Problem requirements:
Locate every line in the records below that contains the string "trim" and copy each such line.

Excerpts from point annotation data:
┄┄┄┄┄┄┄┄┄┄

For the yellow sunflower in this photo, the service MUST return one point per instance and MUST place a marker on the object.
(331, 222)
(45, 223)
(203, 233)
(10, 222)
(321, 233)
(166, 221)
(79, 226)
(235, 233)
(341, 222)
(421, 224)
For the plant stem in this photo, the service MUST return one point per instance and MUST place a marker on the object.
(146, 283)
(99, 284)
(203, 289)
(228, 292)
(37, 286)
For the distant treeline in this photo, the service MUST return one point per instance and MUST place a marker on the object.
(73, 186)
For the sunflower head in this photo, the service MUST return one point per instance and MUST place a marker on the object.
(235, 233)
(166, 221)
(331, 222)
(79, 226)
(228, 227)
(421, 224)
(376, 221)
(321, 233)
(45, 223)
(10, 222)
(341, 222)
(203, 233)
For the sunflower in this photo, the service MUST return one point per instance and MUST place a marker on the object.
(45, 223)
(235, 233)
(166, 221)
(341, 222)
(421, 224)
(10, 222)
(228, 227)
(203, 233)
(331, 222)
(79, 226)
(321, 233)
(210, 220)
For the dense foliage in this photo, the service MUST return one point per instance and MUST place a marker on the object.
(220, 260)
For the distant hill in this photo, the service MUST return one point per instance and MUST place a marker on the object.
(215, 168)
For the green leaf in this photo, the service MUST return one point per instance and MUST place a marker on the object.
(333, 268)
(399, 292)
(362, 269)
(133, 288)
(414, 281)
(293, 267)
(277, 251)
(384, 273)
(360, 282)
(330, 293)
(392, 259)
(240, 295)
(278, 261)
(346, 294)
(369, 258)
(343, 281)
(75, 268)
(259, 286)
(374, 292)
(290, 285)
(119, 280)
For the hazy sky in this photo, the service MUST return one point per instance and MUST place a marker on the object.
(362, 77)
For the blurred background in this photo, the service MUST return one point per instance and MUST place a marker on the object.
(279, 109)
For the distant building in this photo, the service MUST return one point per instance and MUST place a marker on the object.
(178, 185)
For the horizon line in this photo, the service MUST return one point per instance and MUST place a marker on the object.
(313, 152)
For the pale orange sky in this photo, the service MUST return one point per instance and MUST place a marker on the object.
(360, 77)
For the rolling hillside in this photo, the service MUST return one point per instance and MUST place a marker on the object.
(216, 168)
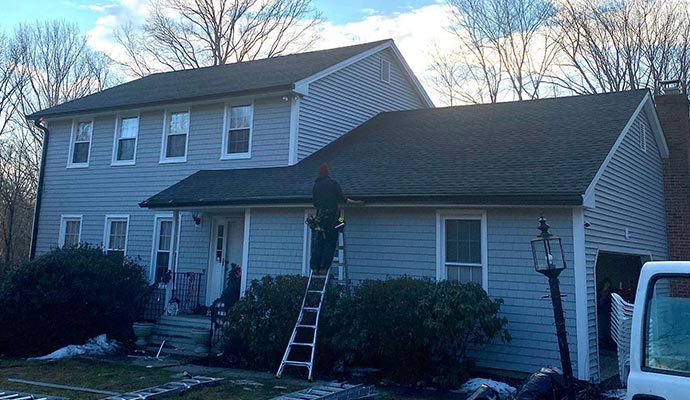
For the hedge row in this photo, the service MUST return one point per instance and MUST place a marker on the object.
(410, 329)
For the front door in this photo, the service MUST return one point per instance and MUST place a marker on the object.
(226, 248)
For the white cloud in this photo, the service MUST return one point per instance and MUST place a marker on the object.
(416, 33)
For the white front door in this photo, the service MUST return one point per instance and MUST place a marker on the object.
(226, 248)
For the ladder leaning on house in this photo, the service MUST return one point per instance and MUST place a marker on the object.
(306, 328)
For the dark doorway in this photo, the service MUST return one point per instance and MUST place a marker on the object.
(615, 273)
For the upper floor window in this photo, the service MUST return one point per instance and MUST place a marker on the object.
(463, 248)
(125, 148)
(80, 145)
(385, 71)
(238, 133)
(175, 137)
(115, 240)
(70, 230)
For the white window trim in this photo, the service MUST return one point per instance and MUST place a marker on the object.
(386, 79)
(75, 123)
(154, 243)
(224, 155)
(643, 137)
(441, 217)
(106, 230)
(63, 226)
(164, 141)
(116, 139)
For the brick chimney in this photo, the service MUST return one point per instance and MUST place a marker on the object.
(673, 109)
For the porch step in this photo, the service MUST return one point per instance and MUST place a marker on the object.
(176, 331)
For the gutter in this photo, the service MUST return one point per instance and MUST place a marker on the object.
(39, 188)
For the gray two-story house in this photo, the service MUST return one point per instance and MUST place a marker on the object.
(194, 170)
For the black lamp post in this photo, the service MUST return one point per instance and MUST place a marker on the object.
(547, 251)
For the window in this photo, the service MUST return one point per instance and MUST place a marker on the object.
(82, 132)
(162, 247)
(175, 137)
(115, 241)
(462, 255)
(126, 133)
(70, 230)
(238, 134)
(643, 137)
(667, 328)
(385, 71)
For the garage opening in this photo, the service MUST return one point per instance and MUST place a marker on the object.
(615, 273)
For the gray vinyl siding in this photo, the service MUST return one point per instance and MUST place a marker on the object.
(391, 242)
(343, 100)
(275, 242)
(629, 194)
(103, 189)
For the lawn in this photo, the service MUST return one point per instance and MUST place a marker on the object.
(122, 376)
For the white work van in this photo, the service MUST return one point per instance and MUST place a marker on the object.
(660, 334)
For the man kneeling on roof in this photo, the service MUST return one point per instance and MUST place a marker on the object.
(326, 225)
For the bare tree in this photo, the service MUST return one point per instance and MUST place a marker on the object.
(628, 44)
(506, 40)
(19, 157)
(185, 34)
(48, 63)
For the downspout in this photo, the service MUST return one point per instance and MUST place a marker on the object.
(39, 188)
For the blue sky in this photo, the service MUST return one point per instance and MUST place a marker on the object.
(336, 11)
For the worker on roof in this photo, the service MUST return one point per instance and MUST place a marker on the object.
(326, 196)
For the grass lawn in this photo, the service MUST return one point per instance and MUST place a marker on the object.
(123, 376)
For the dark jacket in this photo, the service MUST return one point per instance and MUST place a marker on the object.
(327, 194)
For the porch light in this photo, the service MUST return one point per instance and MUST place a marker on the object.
(547, 253)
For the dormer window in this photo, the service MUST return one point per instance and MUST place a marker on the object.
(80, 145)
(175, 137)
(385, 71)
(238, 132)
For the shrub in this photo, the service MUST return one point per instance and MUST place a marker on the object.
(67, 296)
(411, 329)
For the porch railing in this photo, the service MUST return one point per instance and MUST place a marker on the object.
(187, 290)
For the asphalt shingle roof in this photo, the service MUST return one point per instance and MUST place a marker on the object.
(531, 152)
(278, 73)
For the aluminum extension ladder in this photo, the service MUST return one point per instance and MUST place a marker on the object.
(306, 327)
(330, 391)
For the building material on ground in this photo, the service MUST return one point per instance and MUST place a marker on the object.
(168, 389)
(331, 391)
(11, 395)
(57, 386)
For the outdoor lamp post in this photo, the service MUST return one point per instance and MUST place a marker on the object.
(547, 252)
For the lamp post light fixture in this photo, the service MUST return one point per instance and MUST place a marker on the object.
(547, 252)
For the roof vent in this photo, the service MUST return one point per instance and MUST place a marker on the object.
(671, 87)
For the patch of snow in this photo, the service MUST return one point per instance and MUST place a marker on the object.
(98, 346)
(504, 390)
(617, 394)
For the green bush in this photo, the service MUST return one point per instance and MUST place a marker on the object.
(67, 296)
(410, 329)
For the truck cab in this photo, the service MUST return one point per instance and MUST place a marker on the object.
(660, 334)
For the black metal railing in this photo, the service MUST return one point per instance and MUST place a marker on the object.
(187, 290)
(152, 304)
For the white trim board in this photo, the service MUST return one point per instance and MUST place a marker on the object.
(580, 269)
(588, 198)
(302, 86)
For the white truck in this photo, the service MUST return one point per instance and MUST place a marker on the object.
(660, 339)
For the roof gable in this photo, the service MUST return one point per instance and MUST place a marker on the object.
(264, 75)
(539, 152)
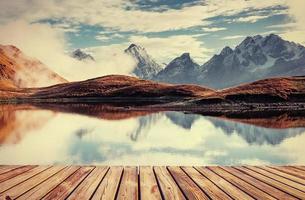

┄┄┄┄┄┄┄┄┄┄

Solution to this problem:
For the white window trim in this photo, the service MUST return one point per instance and MUST place a marker on the object.
For the white trim board in this photo, the service MUST return one point per instance and MUST place a marker on the object.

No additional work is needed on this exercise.